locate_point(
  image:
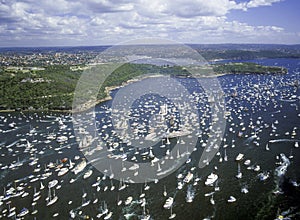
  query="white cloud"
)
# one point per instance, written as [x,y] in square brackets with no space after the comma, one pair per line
[98,22]
[258,3]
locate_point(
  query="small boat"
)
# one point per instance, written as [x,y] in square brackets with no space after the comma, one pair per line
[79,167]
[165,192]
[211,179]
[244,190]
[128,200]
[188,177]
[87,174]
[231,199]
[108,216]
[257,168]
[263,176]
[172,215]
[239,174]
[190,195]
[239,157]
[52,183]
[23,212]
[62,171]
[225,156]
[247,162]
[169,202]
[212,201]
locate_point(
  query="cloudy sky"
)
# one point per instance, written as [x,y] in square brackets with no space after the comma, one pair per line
[100,22]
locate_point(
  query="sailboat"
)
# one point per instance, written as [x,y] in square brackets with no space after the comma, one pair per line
[42,186]
[225,155]
[212,201]
[158,167]
[239,174]
[165,192]
[172,215]
[267,147]
[50,200]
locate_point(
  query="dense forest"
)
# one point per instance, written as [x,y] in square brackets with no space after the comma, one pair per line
[53,88]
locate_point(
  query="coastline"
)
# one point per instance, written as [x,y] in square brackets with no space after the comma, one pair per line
[89,105]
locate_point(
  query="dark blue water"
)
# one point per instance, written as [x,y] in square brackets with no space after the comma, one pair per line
[257,104]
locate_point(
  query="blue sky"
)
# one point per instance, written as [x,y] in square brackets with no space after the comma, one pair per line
[101,22]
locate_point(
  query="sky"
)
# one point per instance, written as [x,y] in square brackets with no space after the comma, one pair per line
[108,22]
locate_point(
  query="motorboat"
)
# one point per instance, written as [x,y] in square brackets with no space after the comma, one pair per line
[169,202]
[239,157]
[211,179]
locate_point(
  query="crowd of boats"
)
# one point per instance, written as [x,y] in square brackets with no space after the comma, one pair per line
[41,162]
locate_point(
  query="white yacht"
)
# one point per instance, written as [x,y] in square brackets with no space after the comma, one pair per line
[239,157]
[188,177]
[79,167]
[169,202]
[231,199]
[211,179]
☆ ☆ ☆
__Directions for this task__
Those lines above that contain the string "white" should be returned.

__Written answer__
  query="white cloud"
  query="white yacht"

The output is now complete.